**Your assignment**. Please write down the passage of the MXGP review between "Milestone’s mission to" and "circuits of MotoGP.", inclusive, keeping it word for word.

Passage provided Start Marker

Martin Bigg On April 11, 2016

Milestone’s mission to cover just about every facet of motorcycle motorsport reached a new height with the release of their officially licensed MXGP game. An alternative to their annual MotoGP series, the gritty dirt bike racing of MXGP offered a refreshing change of pace: finding speed on spine-shaking mud banks requires an altogether different approach to the smooth, fast flowing tarmac circuits of MotoGP.
 
MXGP was a vast improvement on their first attempt at an officially licensed dirt bike racer, too: the long-forgotten MUD (you can imagine the in-jokes that must have gone around the office since MUD was essentially the bike-equivalent to DiRT) is probably best remembered for its blatant Monster Energy drink product placement, which had you jumping through Monster Energy icons to get speed boosts. It was fun, but hardly a realistic depiction of motocross racing. Milestone’s games have come a long way since then, even if their ambitions still don’t meet their budgets.

Passage provided End Marker
Data Start Marker

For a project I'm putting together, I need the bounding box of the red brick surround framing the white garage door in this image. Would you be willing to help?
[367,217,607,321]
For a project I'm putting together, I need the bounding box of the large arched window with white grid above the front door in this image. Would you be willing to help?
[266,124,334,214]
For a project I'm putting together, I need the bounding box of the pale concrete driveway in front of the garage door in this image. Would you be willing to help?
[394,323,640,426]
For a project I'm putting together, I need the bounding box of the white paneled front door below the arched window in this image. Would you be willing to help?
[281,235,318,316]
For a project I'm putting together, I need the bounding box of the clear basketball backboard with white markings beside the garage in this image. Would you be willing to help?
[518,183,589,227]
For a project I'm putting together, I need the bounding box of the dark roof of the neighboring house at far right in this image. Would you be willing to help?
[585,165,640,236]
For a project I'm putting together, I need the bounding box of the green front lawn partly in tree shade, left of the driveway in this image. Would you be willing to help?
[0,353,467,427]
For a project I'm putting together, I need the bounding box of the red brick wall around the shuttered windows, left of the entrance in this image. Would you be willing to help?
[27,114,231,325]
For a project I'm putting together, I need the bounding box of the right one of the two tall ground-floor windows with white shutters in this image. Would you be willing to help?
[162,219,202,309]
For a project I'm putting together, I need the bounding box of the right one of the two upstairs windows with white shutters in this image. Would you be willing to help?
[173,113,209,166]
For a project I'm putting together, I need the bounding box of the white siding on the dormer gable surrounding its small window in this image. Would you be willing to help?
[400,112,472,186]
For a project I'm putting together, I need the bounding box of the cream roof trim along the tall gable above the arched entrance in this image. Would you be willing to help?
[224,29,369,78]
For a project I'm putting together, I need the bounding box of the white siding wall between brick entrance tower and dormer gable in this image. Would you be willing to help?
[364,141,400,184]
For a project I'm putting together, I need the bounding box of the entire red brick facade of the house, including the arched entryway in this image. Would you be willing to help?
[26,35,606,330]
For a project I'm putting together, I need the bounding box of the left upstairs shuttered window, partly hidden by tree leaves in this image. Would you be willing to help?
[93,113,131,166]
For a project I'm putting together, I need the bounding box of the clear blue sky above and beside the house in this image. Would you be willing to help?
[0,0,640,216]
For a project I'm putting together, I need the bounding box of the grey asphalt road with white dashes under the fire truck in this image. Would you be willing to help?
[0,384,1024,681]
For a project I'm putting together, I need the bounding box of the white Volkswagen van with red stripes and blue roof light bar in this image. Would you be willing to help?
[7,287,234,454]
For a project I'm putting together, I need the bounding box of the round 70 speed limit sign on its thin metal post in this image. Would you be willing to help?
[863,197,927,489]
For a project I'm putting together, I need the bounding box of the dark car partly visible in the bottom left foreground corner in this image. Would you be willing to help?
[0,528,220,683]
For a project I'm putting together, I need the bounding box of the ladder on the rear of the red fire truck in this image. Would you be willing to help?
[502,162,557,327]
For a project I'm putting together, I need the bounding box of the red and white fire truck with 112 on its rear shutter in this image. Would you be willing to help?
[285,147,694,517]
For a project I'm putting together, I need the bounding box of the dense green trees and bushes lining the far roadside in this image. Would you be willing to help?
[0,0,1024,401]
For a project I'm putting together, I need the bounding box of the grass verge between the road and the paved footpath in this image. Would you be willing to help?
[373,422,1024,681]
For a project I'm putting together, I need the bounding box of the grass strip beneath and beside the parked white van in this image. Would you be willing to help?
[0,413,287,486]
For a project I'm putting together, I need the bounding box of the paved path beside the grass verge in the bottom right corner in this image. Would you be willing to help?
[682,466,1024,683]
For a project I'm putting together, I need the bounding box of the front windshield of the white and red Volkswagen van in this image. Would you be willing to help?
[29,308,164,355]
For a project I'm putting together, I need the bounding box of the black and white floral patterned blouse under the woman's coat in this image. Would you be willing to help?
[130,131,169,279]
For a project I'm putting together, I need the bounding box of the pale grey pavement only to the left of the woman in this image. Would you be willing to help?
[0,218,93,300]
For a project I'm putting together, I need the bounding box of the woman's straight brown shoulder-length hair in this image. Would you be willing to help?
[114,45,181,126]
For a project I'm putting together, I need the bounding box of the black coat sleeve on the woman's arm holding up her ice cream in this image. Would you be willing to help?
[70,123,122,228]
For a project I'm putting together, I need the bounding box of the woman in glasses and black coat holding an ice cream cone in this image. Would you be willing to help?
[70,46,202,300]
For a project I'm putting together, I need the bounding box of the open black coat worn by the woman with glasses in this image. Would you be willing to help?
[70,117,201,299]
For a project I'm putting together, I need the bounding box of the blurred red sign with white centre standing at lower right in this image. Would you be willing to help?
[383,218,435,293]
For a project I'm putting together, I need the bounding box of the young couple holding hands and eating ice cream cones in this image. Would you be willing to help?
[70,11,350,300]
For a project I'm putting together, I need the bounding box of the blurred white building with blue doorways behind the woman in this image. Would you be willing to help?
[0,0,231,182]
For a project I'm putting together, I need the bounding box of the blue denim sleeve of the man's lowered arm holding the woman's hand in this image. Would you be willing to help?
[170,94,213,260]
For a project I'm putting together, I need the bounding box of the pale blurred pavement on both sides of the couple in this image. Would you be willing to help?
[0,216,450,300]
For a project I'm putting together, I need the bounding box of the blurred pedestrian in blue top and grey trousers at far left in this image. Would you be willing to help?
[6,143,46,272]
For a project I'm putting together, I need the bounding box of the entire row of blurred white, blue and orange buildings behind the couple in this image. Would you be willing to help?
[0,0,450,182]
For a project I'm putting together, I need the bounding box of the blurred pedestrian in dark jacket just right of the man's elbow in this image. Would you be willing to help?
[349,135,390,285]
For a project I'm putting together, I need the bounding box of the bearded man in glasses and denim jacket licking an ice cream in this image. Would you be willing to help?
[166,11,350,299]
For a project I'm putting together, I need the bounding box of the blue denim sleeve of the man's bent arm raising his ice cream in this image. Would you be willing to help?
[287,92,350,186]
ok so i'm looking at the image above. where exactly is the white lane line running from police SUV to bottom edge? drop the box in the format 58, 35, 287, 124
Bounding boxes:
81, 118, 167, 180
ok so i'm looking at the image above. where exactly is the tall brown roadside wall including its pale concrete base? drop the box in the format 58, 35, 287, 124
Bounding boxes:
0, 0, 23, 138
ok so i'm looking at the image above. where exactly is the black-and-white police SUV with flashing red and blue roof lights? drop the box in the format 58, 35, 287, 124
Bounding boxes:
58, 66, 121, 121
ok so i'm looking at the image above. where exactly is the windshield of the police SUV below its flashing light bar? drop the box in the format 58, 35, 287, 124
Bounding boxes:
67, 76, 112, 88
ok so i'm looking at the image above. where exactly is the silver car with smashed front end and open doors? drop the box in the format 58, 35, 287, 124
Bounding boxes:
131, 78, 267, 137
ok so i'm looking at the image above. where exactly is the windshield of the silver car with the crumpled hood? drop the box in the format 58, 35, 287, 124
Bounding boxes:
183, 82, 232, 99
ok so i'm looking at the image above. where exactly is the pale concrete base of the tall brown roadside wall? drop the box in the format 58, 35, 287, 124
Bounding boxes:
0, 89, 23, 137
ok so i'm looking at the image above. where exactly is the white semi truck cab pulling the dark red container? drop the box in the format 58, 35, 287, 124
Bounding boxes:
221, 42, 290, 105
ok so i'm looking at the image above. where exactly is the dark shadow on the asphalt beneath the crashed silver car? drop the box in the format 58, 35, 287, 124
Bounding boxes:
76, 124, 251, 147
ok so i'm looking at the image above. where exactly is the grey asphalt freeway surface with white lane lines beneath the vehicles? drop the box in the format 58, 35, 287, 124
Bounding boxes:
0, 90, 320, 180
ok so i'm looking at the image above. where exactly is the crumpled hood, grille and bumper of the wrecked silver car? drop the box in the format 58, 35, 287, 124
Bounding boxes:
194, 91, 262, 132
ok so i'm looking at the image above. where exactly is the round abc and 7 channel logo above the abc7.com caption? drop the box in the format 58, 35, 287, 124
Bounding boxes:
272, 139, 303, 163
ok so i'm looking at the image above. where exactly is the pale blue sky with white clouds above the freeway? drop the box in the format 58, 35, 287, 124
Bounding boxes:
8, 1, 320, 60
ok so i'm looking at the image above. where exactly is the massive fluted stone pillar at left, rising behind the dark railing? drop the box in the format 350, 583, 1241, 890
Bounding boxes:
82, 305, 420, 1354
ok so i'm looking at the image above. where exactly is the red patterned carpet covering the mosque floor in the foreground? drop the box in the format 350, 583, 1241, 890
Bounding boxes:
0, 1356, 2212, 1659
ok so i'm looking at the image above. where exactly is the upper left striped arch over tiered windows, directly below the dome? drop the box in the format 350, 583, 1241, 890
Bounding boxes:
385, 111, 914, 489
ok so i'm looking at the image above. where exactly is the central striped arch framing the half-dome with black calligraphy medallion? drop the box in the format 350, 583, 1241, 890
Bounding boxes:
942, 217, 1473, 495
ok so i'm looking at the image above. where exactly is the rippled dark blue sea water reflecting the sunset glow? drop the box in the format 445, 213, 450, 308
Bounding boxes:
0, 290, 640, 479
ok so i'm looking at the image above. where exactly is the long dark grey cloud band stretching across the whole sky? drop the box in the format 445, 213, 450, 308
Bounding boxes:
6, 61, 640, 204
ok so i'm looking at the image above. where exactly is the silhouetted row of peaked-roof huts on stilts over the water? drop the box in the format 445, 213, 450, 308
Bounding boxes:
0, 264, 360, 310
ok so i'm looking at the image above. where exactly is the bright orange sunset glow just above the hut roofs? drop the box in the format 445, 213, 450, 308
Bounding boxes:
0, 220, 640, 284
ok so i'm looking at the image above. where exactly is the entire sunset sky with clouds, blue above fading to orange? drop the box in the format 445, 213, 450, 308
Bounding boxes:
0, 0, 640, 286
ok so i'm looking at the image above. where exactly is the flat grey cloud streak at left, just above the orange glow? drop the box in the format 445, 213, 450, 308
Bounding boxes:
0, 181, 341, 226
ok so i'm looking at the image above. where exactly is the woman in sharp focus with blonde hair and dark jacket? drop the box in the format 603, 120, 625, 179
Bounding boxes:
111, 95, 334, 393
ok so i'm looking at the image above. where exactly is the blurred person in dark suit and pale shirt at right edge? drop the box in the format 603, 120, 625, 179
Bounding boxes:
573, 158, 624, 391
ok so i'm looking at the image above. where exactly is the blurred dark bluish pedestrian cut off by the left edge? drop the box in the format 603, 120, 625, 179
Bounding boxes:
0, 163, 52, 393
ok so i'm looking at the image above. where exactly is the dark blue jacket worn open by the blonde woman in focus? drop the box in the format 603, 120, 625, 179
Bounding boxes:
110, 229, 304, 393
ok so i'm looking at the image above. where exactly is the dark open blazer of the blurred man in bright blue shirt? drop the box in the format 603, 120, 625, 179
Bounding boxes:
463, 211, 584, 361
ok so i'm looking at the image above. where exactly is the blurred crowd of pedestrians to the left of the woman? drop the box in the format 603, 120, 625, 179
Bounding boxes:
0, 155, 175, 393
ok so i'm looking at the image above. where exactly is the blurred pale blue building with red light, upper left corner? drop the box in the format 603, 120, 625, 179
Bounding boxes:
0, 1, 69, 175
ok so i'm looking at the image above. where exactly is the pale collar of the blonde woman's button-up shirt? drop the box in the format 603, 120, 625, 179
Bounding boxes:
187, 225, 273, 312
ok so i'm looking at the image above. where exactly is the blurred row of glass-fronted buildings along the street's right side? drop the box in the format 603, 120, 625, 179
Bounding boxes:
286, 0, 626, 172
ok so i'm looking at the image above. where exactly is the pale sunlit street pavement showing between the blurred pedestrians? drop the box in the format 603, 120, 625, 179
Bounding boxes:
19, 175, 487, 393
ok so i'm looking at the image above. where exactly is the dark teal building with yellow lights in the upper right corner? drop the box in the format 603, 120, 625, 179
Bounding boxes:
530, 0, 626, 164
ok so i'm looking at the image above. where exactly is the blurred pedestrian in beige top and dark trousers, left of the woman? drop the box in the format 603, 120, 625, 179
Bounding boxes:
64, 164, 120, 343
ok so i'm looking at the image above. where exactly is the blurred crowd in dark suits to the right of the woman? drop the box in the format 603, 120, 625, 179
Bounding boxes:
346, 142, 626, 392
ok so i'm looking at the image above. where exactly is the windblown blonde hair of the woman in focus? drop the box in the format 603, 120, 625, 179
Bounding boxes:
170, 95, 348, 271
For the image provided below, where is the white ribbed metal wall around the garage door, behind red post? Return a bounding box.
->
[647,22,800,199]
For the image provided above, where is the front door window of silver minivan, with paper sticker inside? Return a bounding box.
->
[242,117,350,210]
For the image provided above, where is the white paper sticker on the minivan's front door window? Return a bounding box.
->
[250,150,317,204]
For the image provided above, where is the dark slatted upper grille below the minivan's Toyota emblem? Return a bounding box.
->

Data End Marker

**Task output**.
Milestone’s mission to cover just about every facet of motorcycle motorsport reached a new height with the release of their officially licensed MXGP game. An alternative to their annual MotoGP series, the gritty dirt bike racing of MXGP offered a refreshing change of pace: finding speed on spine-shaking mud banks requires an altogether different approach to the smooth, fast flowing tarmac circuits of MotoGP.